Low impact of opening phase in engine play?

Discussion of anything and everything relating to chess playing software and machines.

Moderators: hgm, Harvey Williamson, bob

Forum rules
This textbox is used to restore diagrams posted with the [d] tag before the upgrade.
User avatar
Laskos
Posts: 9408
Joined: Wed Jul 26, 2006 8:21 pm
Full name: Kai Laskos

Low impact of opening phase in engine play?

Post by Laskos » Tue Apr 18, 2017 1:51 am

With ChessCombi by Mark Alba, a UCI chess engine that combines two UCI chess engines into 1, I performed the following experiment:

First, play at 10''+0.1'' 1000 games between Stockfish dev and Andscacs 0.90 form 2moves_v1.epd. The difference was 280 Elo points.
Second, play at 10''+0.1'' 1000 games between Stockfish and ChessCombi combining Stockfish moves 1-12 (from 2moves_v1.epd), and Andscacs 0.90 for the rest. The difference was 238 Elo points.

So, the contribution of moves 1-12 was 42 Elo points, or 15% of total game-play difference between Stockfish dev and Andscacs 0.90. This is lower than I expected (30-35% maybe). Human play at high level seems to put accent on openings.

The separation in moves 1-12 for openings is somehow ad-hoc, but roughly these are the openings. Also, maybe the time control is too short to reveal the force of openings. Also, maybe Andscacs 0.90 is particularly strong in openings, as to match closer Stockfish than in general play. Or maybe 2moves_v1.epd is so scrambled, that there are very few reasonable openings left to play after 2 moves.

If the result stands, it might be something worth noting.

Dann Corbit
Posts: 9977
Joined: Wed Mar 08, 2006 7:57 pm
Location: Redmond, WA USA
Contact:

Re: Low impact of opening phase in engine play?

Post by Dann Corbit » Tue Apr 18, 2017 1:57 am

Laskos wrote:With ChessCombi by Mark Alba, a UCI chess engine that combines two UCI chess engines into 1, I performed the following experiment:

First, play at 10''+0.1'' 1000 games between Stockfish dev and Andscacs 0.90 form 2moves_v1.epd. The difference was 280 Elo points.
Second, play at 10''+0.1'' 1000 games between Stockfish and ChessCombi combining Stockfish moves 1-12 (from 2moves_v1.epd), and Andscacs 0.90 for the rest. The difference was 238 Elo points.

So, the contribution of moves 1-12 was 42 Elo points, or 15% of total game-play difference between Stockfish dev and Andscacs 0.90. This is lower than I expected (30-35% maybe). Human play at high level seems to put accent on openings.

The separation in moves 1-12 for openings is somehow ad-hoc, but roughly these are the openings. Also, maybe the time control is too short to reveal the force of openings. Also, maybe Andscacs 0.90 is particularly strong in openings, as to match closer Stockfish than in general play. Or maybe 2moves_v1.epd is so scrambled, that there are very few reasonable openings left to play after 2 moves.

If the result stands, it might be something worth noting.

Dataset excerpt:
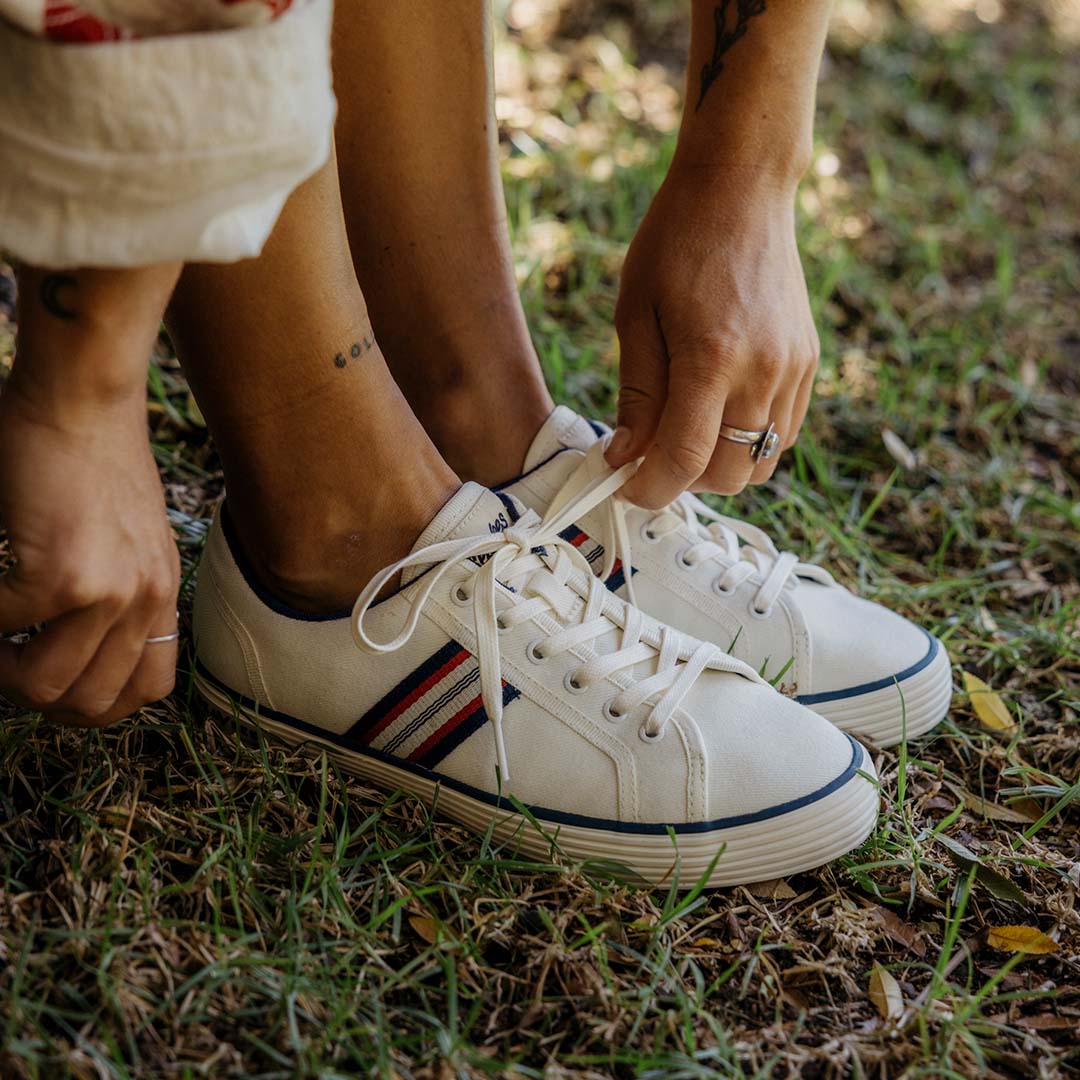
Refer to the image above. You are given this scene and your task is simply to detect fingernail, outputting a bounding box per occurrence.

Prompt 1:
List the moderators named in the engine-play thread.
Prompt 2:
From the engine-play thread, return the passage starting at "Discussion of anything" and ending at "before the upgrade.".
Prompt 3:
Rewrite the paragraph in the first post of the engine-play thread that begins "The separation in moves 1-12" as a bulleted list, keeping its main points.

Full solution 1:
hgm, Harvey Williamson, bob

Full solution 2:
Discussion of anything and everything relating to chess playing software and machines.

Moderators: hgm, Harvey Williamson, bob

Forum rules
This textbox is used to restore diagrams posted with the [d] tag before the upgrade.

Full solution 3:
- Treating moves 1-12 as the opening is somewhat ad hoc, but these moves roughly correspond to the openings.
- The time control may be too short to reveal the force of openings.
- Andscacs 0.90 may be particularly strong in openings, matching Stockfish more closely there than in general play.
- 2moves_v1.epd may be so scrambled that very few reasonable openings are left to play after 2 moves.